**INPUT RECORDS:**
——
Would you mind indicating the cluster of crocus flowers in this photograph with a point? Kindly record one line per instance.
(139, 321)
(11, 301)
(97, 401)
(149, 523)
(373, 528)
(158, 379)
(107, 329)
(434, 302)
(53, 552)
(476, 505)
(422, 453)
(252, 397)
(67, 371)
——
Exact duplication of all the data above is expected.

Would you mind indicating the cluster of crocus flowers in this photograph with a point? Kindly record one line per instance.
(139, 321)
(11, 301)
(97, 401)
(149, 523)
(373, 528)
(158, 379)
(107, 329)
(434, 302)
(53, 552)
(476, 505)
(422, 453)
(252, 397)
(67, 371)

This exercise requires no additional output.